• Provided records

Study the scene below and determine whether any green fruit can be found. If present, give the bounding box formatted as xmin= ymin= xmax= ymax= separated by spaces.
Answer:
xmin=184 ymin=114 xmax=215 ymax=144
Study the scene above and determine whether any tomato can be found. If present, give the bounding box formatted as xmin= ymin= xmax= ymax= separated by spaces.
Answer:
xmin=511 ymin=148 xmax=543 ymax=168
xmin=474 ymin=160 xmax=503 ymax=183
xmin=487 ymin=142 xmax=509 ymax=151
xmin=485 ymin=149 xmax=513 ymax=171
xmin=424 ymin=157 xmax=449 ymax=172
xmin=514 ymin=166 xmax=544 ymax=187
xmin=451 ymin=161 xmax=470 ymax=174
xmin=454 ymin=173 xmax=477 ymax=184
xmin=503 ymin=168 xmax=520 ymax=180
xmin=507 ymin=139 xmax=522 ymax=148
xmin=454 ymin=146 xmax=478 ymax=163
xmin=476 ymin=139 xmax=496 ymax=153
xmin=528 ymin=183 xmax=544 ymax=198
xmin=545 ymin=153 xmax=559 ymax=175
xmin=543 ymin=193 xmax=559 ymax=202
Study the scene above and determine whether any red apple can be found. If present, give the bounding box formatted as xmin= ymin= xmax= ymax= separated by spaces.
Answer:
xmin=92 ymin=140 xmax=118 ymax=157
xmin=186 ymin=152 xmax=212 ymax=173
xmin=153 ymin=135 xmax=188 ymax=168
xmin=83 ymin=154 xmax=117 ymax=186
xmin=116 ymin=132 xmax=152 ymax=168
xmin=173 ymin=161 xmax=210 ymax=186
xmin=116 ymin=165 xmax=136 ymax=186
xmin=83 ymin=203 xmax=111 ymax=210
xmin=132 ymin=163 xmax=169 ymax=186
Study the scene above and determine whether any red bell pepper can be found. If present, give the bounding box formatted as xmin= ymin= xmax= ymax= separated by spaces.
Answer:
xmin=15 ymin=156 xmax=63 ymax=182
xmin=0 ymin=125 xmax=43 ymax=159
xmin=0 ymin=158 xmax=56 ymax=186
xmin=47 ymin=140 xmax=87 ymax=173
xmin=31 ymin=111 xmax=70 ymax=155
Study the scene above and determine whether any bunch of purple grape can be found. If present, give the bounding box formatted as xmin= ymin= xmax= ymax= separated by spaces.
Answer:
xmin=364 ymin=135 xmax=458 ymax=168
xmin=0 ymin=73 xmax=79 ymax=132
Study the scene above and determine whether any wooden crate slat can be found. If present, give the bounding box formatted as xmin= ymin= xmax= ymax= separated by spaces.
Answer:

• Aim
Extract the rows above word for word, starting at the beginning of the rows and going on through the line that contains "xmin=31 ymin=111 xmax=70 ymax=155".

• Response
Study the scene below and determine whether any green fruit can be found. If present, give the bounding box formatted as xmin= ymin= xmax= ymax= separated by spaces.
Answer:
xmin=184 ymin=114 xmax=215 ymax=144
Study the scene above and determine whether any tomato can be found. If present, give the bounding box formatted as xmin= ymin= xmax= ymax= separated by spaces.
Answer:
xmin=511 ymin=148 xmax=543 ymax=168
xmin=474 ymin=160 xmax=503 ymax=183
xmin=487 ymin=142 xmax=509 ymax=151
xmin=485 ymin=149 xmax=513 ymax=171
xmin=424 ymin=157 xmax=449 ymax=172
xmin=514 ymin=166 xmax=544 ymax=187
xmin=451 ymin=161 xmax=470 ymax=174
xmin=454 ymin=173 xmax=477 ymax=184
xmin=503 ymin=168 xmax=520 ymax=180
xmin=507 ymin=139 xmax=522 ymax=148
xmin=454 ymin=146 xmax=478 ymax=163
xmin=476 ymin=139 xmax=496 ymax=153
xmin=528 ymin=183 xmax=544 ymax=198
xmin=545 ymin=153 xmax=559 ymax=175
xmin=543 ymin=193 xmax=559 ymax=202
Study the scene above and determine whether any red apple can be found. If present, give the bounding box formatted as xmin= ymin= xmax= ymax= separated by spaces.
Answer:
xmin=92 ymin=140 xmax=118 ymax=157
xmin=186 ymin=152 xmax=212 ymax=173
xmin=153 ymin=135 xmax=188 ymax=168
xmin=83 ymin=154 xmax=117 ymax=186
xmin=116 ymin=132 xmax=152 ymax=168
xmin=173 ymin=161 xmax=210 ymax=186
xmin=116 ymin=165 xmax=136 ymax=186
xmin=83 ymin=203 xmax=111 ymax=210
xmin=132 ymin=163 xmax=169 ymax=186
Study the scene above and determine whether any red bell pepper can be found. If present, give the bounding box formatted as xmin= ymin= xmax= ymax= separated by spaces.
Answer:
xmin=15 ymin=156 xmax=63 ymax=182
xmin=0 ymin=125 xmax=43 ymax=159
xmin=0 ymin=158 xmax=56 ymax=186
xmin=47 ymin=140 xmax=87 ymax=173
xmin=31 ymin=111 xmax=70 ymax=155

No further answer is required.